**The problem**:
Change "quality-assurance pass" to "final review" in the lines below and leave everything else as it is. Begin at the line that has "fingernail and supply the bounding box coordinates.", stop after the line that has "[95,199,134,233]", and return only those lines.

**Raw records**:

○ ○ ○ ○ ○

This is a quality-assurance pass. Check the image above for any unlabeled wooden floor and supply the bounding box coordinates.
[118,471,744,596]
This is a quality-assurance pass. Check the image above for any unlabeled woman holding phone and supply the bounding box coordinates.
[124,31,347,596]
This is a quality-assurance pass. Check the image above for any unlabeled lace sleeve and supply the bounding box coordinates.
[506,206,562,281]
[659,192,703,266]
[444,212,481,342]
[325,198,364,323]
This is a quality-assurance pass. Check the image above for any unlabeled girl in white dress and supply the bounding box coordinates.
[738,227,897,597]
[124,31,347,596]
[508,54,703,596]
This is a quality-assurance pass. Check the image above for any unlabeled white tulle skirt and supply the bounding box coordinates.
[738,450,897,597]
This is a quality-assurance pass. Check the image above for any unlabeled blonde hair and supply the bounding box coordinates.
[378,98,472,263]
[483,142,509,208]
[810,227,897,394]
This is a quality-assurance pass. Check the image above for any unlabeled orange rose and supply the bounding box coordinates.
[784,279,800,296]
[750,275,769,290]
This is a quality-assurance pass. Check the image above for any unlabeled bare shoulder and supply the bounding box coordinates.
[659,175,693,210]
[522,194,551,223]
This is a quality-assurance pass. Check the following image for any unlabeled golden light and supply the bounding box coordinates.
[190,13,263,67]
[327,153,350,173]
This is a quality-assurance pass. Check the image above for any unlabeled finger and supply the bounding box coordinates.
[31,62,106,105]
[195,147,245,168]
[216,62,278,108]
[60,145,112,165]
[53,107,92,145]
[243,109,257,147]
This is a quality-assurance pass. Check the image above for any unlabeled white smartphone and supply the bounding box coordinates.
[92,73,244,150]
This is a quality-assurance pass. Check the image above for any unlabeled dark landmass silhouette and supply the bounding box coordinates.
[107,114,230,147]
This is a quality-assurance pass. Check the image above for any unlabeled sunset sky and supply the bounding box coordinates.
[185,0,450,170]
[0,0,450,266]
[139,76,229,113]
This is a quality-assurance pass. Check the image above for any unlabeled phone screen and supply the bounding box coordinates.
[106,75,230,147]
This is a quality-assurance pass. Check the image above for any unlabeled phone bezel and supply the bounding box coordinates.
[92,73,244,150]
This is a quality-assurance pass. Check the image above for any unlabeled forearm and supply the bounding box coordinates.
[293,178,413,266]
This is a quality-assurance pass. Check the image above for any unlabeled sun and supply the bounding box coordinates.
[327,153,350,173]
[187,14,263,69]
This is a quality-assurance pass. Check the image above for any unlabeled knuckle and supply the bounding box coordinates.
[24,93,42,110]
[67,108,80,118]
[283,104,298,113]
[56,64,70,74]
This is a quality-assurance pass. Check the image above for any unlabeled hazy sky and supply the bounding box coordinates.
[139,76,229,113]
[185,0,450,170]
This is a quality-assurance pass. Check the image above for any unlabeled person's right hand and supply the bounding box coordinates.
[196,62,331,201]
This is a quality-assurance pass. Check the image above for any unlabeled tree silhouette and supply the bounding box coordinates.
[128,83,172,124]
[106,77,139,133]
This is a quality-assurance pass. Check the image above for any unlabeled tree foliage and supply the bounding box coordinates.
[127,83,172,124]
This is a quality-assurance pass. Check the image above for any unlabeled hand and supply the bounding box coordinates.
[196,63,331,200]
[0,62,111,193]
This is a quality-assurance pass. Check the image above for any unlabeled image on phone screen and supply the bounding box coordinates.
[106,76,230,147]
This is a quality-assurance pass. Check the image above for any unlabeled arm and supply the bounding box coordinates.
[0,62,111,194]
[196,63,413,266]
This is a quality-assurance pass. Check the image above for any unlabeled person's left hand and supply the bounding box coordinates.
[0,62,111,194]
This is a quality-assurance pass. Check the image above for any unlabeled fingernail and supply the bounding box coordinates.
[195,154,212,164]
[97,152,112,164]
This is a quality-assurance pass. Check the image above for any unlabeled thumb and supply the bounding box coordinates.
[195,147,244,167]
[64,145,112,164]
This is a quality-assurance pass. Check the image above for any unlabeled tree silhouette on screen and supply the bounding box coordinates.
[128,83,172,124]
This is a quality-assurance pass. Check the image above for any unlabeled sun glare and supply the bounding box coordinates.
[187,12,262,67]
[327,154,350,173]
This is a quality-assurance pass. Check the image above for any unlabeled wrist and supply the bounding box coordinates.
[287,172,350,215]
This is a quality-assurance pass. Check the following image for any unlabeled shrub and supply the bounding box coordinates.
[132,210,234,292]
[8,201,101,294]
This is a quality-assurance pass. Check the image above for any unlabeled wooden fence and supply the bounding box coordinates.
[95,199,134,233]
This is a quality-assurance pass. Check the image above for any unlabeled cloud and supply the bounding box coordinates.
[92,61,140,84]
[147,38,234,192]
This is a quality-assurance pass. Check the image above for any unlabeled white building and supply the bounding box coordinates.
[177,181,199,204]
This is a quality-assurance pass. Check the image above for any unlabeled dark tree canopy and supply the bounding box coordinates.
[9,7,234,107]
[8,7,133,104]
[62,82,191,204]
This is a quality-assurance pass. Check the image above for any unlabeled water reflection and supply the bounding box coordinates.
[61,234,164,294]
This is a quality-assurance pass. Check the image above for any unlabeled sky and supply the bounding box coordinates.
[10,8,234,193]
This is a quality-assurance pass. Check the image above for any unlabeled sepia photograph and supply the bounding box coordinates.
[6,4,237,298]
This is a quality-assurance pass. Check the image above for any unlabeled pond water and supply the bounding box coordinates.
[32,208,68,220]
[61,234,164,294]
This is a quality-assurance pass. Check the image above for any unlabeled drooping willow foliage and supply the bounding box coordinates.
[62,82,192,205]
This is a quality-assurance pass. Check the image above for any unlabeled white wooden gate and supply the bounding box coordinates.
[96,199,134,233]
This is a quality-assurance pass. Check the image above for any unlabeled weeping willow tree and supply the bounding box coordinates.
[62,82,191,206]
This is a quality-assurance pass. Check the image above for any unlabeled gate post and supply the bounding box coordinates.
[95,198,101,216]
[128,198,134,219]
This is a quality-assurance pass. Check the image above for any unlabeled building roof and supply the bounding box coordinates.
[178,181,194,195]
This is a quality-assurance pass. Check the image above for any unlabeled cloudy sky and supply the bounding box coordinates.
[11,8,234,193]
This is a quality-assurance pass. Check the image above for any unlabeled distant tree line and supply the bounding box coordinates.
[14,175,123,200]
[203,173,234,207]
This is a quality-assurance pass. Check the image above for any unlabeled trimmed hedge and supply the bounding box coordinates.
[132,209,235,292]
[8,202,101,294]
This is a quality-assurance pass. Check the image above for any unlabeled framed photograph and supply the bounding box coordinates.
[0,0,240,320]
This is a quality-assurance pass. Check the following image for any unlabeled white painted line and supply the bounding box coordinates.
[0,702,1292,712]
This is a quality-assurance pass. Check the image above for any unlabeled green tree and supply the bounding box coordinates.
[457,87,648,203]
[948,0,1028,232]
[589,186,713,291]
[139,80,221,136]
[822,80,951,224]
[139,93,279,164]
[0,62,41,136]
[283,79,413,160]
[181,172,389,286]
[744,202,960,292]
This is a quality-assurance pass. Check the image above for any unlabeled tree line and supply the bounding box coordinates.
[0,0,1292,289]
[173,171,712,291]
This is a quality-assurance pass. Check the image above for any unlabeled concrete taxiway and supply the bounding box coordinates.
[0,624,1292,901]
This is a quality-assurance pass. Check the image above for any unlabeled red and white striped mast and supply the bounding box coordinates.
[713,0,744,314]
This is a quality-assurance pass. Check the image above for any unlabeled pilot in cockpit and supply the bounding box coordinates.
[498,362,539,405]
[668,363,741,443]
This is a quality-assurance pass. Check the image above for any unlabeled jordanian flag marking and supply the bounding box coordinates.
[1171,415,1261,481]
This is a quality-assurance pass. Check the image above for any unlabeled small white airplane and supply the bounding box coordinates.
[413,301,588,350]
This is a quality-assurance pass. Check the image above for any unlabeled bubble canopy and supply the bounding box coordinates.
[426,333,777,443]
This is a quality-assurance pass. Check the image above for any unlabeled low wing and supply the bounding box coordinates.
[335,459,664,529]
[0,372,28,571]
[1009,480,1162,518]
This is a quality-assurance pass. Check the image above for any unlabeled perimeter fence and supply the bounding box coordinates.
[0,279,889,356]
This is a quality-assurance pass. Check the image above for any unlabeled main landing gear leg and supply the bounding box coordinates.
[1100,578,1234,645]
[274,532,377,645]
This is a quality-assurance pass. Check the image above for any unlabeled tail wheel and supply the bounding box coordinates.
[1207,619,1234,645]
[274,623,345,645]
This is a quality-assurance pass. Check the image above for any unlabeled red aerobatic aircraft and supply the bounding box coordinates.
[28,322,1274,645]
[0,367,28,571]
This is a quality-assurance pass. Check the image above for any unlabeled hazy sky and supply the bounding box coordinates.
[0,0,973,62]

○ ○ ○ ○ ○

**Task output**:
This is a final review. Check the image above for any unlabeled fingernail and supply the bounding box coordinates.
[195,154,212,164]
[97,152,112,164]
This is a final review. Check the image above for any unlabeled thumb and supply the bounding box coordinates.
[195,147,244,167]
[64,145,112,164]
This is a final review. Check the image above for any unlabeled tree silhouette on screen and supply the bounding box coordinates.
[128,83,172,124]
This is a final review. Check the image above for any unlabeled sun glare and supply the bounding box coordinates.
[187,12,262,67]
[327,154,350,173]
This is a final review. Check the image above for any unlabeled wrist and supply the bounding box coordinates.
[287,172,350,215]
This is a final review. Check the following image for any unlabeled shrub and supply the bounding box coordinates.
[132,210,234,292]
[8,201,101,294]
This is a final review. Check the image above for any unlabeled wooden fence and supply the bounding box coordinates.
[95,199,134,233]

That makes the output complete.